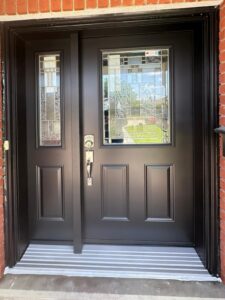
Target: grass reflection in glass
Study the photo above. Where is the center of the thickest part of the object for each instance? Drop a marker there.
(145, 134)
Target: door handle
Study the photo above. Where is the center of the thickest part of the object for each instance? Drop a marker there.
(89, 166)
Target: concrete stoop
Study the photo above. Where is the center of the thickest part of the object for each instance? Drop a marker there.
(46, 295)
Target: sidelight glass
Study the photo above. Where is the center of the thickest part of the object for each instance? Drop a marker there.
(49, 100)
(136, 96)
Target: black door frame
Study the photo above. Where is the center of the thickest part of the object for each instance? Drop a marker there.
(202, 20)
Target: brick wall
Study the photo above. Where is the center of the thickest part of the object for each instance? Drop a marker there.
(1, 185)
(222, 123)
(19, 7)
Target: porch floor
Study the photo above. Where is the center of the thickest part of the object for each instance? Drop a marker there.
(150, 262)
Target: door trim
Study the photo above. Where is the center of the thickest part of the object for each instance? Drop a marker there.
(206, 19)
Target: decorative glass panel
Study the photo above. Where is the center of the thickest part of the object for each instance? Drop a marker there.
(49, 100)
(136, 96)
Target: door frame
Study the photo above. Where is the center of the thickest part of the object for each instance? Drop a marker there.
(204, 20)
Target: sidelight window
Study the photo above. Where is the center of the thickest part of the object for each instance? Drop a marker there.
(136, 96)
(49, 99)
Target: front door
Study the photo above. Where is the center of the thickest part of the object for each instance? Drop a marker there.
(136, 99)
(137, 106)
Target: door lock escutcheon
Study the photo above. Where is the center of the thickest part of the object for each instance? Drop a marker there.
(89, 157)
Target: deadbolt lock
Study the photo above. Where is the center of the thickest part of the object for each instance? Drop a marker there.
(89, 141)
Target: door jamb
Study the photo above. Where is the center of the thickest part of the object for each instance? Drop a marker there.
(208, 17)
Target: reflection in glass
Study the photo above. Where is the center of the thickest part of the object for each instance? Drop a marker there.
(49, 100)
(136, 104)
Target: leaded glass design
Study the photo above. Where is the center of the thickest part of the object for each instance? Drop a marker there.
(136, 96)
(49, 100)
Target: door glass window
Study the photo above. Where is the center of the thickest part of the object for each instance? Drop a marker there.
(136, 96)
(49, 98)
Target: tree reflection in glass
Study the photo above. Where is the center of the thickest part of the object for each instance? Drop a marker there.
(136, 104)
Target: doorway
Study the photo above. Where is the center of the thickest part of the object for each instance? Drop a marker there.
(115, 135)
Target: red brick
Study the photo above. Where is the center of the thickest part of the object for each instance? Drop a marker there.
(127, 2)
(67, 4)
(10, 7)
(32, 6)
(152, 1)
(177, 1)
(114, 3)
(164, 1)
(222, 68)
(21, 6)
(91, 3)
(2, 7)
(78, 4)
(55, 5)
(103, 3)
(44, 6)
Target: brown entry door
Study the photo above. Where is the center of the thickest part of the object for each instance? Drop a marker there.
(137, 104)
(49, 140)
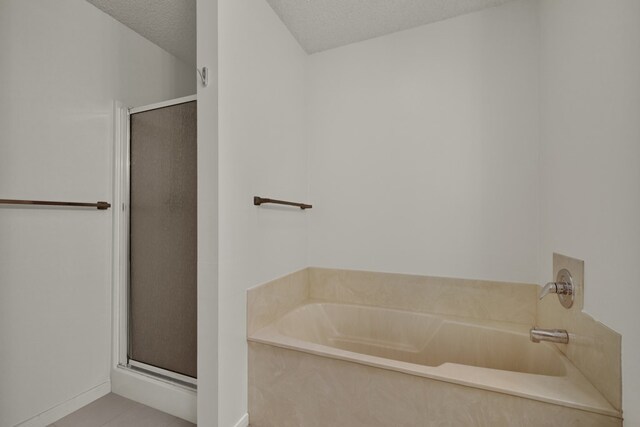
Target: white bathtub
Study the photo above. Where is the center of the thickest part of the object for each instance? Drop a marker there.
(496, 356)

- - -

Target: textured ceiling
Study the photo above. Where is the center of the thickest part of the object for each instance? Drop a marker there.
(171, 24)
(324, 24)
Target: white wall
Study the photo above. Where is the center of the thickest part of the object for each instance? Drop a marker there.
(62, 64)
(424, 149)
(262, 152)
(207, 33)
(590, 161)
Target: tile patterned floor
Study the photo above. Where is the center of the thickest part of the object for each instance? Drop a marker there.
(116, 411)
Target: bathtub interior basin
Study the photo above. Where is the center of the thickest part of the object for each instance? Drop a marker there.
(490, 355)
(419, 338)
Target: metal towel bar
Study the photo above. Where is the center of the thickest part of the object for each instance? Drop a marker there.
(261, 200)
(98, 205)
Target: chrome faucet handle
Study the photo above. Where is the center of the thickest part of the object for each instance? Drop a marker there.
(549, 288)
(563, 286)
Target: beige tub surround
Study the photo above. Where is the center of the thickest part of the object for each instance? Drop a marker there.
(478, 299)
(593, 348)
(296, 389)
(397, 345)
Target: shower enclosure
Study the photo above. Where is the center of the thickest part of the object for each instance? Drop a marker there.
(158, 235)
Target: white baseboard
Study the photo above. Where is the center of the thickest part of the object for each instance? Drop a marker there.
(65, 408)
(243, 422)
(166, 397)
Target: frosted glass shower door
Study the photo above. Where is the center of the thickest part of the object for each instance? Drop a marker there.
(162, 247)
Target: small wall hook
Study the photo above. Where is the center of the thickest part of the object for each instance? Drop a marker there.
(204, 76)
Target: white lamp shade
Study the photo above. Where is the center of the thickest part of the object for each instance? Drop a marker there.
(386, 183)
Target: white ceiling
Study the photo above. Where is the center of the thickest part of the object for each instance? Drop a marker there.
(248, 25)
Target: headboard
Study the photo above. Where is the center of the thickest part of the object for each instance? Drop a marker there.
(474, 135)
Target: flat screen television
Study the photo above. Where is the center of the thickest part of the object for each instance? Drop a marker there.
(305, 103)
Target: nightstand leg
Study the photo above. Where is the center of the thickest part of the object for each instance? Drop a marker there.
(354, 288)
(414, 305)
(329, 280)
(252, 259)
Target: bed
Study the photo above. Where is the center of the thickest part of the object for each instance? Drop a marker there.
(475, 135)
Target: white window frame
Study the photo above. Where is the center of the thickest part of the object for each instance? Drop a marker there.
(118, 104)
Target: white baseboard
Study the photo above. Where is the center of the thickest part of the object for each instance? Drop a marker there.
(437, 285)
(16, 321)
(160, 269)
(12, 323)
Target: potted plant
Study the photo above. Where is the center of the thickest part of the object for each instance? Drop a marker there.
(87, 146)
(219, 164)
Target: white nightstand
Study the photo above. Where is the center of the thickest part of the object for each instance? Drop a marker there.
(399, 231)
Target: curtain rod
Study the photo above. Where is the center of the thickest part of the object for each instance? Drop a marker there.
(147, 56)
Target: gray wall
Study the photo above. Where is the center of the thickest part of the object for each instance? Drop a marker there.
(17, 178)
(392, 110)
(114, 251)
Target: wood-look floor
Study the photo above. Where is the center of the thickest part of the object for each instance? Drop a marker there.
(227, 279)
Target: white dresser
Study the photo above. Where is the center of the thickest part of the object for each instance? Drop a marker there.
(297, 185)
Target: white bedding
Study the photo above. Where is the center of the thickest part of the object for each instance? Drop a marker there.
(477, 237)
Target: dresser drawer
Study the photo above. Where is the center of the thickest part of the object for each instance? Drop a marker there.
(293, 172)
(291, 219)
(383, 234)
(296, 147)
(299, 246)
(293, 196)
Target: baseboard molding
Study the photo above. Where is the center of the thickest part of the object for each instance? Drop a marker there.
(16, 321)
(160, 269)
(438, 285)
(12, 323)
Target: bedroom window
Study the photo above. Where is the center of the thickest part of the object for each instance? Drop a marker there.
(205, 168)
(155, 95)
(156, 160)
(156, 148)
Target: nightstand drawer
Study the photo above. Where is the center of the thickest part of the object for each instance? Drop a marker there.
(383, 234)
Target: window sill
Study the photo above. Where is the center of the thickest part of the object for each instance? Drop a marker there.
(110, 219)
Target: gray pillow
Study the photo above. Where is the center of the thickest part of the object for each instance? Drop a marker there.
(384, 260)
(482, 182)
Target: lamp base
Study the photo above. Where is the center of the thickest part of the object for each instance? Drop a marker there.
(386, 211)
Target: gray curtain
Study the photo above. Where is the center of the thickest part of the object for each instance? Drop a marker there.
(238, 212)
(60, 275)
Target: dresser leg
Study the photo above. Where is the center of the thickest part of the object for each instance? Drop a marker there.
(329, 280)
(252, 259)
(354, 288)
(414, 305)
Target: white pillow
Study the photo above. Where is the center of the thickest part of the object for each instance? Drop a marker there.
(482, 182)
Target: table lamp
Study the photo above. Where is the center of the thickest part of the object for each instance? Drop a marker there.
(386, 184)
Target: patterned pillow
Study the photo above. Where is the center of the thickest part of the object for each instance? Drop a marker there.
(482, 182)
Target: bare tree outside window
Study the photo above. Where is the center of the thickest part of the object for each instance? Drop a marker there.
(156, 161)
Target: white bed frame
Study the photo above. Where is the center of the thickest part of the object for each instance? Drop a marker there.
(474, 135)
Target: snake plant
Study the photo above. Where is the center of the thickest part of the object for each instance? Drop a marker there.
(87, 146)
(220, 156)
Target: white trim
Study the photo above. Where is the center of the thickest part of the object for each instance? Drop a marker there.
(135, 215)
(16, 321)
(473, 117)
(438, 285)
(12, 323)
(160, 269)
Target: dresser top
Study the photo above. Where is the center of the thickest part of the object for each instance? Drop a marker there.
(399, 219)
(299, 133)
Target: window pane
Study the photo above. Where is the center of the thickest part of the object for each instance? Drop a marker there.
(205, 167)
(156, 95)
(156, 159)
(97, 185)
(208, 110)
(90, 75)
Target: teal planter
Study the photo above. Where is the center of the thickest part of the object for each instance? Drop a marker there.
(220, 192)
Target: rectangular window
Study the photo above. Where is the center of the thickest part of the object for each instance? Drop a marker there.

- - -

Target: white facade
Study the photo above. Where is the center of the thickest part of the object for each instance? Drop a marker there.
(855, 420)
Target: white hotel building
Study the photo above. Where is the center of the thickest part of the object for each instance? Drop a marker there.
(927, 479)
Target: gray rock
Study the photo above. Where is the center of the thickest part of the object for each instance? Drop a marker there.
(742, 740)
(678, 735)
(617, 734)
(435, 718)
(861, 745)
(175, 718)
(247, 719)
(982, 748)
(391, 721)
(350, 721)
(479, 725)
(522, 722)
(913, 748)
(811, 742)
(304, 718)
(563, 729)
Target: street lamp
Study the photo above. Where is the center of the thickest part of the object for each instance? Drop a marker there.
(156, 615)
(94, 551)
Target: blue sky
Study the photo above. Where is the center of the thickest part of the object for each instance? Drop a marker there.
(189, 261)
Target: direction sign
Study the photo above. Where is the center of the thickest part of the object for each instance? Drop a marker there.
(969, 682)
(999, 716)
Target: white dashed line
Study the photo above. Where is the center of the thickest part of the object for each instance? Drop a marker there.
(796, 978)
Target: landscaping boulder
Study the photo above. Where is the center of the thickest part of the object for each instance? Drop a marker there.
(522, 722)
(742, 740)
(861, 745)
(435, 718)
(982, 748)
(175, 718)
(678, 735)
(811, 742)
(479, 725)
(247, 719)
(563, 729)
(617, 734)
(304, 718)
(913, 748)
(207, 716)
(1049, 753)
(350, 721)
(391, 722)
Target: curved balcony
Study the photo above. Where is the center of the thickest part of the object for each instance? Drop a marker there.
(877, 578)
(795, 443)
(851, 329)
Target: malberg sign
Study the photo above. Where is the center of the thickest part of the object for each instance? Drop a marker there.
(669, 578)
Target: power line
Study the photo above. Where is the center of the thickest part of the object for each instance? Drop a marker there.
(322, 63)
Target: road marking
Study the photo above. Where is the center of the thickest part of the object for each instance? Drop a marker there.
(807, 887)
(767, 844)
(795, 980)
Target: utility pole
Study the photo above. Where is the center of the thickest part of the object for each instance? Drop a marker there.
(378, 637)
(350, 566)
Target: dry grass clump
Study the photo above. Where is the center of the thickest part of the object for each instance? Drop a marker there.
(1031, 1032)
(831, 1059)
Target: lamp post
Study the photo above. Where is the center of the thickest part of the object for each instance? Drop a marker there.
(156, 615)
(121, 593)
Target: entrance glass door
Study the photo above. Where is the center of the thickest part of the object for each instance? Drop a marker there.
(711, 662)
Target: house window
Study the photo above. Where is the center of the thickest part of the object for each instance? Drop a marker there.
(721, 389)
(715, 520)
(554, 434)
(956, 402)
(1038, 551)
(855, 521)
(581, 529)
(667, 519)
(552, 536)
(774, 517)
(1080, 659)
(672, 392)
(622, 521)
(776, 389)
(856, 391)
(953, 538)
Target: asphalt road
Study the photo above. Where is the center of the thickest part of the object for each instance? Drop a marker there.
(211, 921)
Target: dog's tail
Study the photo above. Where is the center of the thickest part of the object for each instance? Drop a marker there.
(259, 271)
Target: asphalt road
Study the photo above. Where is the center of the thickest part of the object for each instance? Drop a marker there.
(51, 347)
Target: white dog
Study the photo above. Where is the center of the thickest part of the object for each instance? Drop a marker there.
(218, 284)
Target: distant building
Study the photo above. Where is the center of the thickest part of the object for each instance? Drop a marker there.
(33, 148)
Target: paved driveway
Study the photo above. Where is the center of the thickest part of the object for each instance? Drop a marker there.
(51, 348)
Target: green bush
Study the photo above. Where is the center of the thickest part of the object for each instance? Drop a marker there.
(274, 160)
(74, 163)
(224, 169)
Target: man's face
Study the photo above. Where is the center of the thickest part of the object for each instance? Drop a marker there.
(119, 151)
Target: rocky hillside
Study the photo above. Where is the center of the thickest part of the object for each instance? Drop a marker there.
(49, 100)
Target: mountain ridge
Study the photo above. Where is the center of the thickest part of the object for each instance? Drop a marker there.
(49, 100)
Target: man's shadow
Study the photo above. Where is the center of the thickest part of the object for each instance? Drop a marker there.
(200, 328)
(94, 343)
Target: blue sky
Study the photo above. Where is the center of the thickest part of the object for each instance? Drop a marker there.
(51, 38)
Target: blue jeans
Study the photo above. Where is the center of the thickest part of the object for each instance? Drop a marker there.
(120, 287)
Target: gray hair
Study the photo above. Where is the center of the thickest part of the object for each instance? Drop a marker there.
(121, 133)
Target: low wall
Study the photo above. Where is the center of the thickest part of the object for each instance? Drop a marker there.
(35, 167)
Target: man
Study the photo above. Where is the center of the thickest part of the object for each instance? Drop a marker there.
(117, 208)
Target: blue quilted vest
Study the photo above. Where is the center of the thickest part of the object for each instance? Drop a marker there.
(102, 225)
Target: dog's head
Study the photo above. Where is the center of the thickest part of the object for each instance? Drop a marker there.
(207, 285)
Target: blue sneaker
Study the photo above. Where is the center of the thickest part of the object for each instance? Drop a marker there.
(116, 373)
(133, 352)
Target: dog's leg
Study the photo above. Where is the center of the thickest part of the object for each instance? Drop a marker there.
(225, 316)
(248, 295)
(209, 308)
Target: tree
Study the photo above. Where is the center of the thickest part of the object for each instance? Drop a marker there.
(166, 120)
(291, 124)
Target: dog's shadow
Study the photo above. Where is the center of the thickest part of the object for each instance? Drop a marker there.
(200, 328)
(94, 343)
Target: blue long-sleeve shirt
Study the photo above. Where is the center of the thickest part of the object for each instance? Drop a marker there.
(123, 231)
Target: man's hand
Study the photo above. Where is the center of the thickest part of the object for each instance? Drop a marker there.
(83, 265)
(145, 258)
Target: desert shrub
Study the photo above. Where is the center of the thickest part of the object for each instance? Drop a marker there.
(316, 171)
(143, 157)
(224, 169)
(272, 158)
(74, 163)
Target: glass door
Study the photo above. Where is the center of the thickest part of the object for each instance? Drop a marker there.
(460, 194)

- - -

Please tally the lines in the rows above that contain the word "gray", and reply with only the resulting number.

5